• **TASK DESCRIPTION**
Return exactly the lines of the records below, starting at the line that contains "Could you please tag every instance of the yellow" and ending at the line that contains "Could you please tag every instance of the person wearing", with both of those lines kept.
=== DATA EXTRACTS ===
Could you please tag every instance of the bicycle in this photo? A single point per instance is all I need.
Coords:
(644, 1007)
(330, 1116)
===
=== DATA EXTRACTS ===
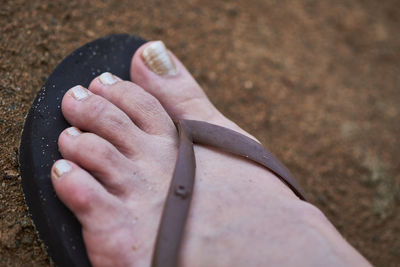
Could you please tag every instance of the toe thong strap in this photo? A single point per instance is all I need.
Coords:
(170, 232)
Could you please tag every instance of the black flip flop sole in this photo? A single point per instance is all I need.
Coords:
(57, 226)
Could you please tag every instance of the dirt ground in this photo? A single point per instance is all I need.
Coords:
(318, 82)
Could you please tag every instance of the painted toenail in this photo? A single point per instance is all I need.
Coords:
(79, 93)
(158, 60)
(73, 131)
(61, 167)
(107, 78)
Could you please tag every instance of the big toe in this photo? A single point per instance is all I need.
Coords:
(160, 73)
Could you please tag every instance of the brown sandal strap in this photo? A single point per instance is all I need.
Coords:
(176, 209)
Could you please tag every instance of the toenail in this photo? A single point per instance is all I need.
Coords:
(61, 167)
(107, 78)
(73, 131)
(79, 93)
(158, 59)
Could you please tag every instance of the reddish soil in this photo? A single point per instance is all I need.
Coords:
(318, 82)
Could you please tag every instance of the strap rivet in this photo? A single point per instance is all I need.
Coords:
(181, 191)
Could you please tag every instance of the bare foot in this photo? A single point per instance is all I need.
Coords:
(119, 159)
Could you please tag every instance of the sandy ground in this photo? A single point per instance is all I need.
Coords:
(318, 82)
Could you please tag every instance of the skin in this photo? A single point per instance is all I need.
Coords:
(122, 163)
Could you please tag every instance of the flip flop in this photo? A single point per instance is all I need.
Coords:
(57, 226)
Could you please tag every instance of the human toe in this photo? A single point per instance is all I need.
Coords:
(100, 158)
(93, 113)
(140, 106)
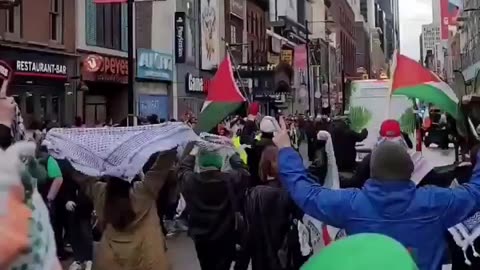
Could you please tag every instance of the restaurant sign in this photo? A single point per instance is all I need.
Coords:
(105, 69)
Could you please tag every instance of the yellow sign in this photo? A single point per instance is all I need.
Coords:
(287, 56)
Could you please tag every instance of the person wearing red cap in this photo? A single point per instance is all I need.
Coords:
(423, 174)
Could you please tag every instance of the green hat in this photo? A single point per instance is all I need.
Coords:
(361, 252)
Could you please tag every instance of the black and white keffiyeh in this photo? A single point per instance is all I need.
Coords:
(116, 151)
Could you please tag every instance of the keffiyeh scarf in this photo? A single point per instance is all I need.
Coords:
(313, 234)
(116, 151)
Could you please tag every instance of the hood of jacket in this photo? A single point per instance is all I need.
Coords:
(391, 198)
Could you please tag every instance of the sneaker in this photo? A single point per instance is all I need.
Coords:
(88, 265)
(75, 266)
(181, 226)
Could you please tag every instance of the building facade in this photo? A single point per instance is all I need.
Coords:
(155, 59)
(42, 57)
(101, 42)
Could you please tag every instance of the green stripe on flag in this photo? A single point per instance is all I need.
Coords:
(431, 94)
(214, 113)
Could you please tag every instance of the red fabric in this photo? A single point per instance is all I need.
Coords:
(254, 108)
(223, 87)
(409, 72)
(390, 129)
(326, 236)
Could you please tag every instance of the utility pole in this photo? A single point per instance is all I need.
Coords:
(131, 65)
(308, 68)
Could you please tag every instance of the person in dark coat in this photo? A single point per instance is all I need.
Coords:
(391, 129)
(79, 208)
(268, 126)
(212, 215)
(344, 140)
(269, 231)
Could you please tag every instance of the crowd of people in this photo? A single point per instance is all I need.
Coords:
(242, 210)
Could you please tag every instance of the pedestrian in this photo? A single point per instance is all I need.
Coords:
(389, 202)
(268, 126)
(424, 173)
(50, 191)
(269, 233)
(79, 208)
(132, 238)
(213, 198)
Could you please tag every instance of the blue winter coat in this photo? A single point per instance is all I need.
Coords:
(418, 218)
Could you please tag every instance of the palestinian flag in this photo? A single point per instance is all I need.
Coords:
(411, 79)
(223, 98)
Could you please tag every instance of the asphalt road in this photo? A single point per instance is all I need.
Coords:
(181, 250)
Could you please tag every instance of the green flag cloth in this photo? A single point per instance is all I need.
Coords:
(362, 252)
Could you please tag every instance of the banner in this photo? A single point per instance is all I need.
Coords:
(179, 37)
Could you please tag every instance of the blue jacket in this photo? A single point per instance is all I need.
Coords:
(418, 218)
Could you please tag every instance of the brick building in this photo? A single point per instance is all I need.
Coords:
===
• **EXERCISE OUTPUT**
Could you please tag every instance of the yellow sign in this photo? A single point per instance is all I need.
Coords:
(287, 56)
Could you please tag every instance of the person wearing red cap in this photo? A single point per instance is all I need.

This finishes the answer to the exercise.